The LOD values (Table 2) were obtained by extrapolation of the linear regression model established between the weight and the area of characteristic peak for each mineral (Figure 2), where the LODS (limit of detection for standard material, which typically is corundum) value was 0.25%. The theoretical LOD values of the other phases were calculated based on the known RIR values and the measured LOD_s according to equation: LOD = LOD_s/RIR [24,35]. The LOD value calculated by the formula is roughly equivalent to that obtained by the linear regression model, which can be verified by each other. It is interesting that these results of the LOD experiment are generally lower than those in Hillier’s [35] (Table 2). Thus, it shows that our instrument has high sensitivity to mineral quantitative analysis.

3.2. Accuracy

All samples were tested and qualitatively analyzed under the same conditions (representative samples are shown in Figure 3), but quantitative analysis was conducted with different software. We compared the measured results with the known proportions for each mineral phase in the artificial mixture samples (the raw experiment datasets are listed in the Supplementary Materials Table S1). As shown in Figure 4, the 1:1 line gives an indication of high accuracy for our results. The Δ_AE values and the Δ_RE values are displayed in Figure 5 and Figure 6, respectively. For the Rietveld method, the earlier findings showed that statistical parameters such as the R_wp factor within 15% are necessary for satisfactory quantitative results [51,52,53,54]. Thus, we tried to ensure the R_wp values were less than 15% during the Rietveld analyses.

● ● ● ● ●

Short exercise a> Count the rows below that contain the word "boulder", with case counting, and reply with the number alone.

● ● ● ● ●

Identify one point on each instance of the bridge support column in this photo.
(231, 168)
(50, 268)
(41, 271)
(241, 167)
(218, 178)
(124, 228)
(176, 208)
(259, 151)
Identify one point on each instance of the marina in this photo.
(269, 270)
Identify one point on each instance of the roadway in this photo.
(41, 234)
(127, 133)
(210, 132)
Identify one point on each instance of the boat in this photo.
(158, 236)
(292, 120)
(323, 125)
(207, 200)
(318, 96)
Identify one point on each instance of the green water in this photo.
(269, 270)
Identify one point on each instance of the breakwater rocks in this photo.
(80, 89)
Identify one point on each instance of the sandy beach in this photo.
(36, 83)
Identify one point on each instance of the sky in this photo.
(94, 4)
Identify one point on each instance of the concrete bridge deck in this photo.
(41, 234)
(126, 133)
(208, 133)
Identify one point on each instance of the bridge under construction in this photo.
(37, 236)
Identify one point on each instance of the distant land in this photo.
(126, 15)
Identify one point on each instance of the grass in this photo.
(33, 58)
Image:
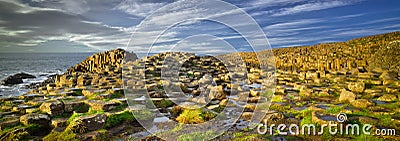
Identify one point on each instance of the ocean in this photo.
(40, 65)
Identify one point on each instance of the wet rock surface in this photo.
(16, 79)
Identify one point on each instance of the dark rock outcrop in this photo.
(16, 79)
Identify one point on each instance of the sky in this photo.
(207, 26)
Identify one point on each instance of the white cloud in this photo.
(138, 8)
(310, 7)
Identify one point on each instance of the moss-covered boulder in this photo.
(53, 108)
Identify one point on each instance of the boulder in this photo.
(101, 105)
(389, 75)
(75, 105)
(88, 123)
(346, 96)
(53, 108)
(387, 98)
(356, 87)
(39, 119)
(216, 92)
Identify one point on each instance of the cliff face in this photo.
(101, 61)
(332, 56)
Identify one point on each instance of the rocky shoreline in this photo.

● ● ● ● ●

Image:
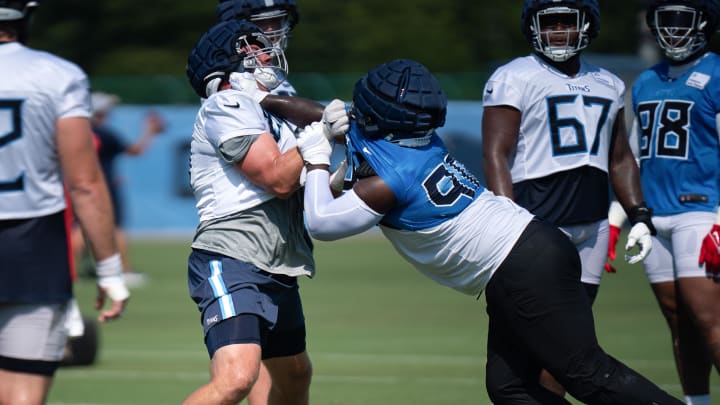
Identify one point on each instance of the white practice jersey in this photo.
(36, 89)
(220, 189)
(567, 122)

● ● ● ● ●

Short exercise b> Write the next part of the passage on detection limits and accuracy in mineral quantitative analysis, starting right after its last sentence.

Exercise result a> 2

Exercise result b>
Overall, the results show that all kinds of quantitative methods have high accuracy for well-crystallized non-clay mixtures compared to clay-mineral-containing mixtures, which is demonstrated well by these mathematical statistical results (Figure 5 and Figure 6c). In particular, the calculated RMSE results show that TOPAS has the greatest accuracy in quantifying samples without clay minerals (Figure 6c). In contrast, clay minerals are seriously underestimated by most quantitative methods for samples containing clay minerals such as montmorillonite, which results in the Δ_AE and the value of RMSE being significantly increased (Figure 5 and Figure 6d). It is clear that the ROCKJOCK is the only one that can yield acceptable quantitative analysis results and has the lowest RMSE for multiphase systems containing clay minerals (Figure 6b,d). Therefore, we hypothesized that setting the threshold of RMES within 3% would be a good way to evaluate the quantitative error of the crystalline phase system, which would be more appropriate than the Δ_AE within 3% applied in previous research.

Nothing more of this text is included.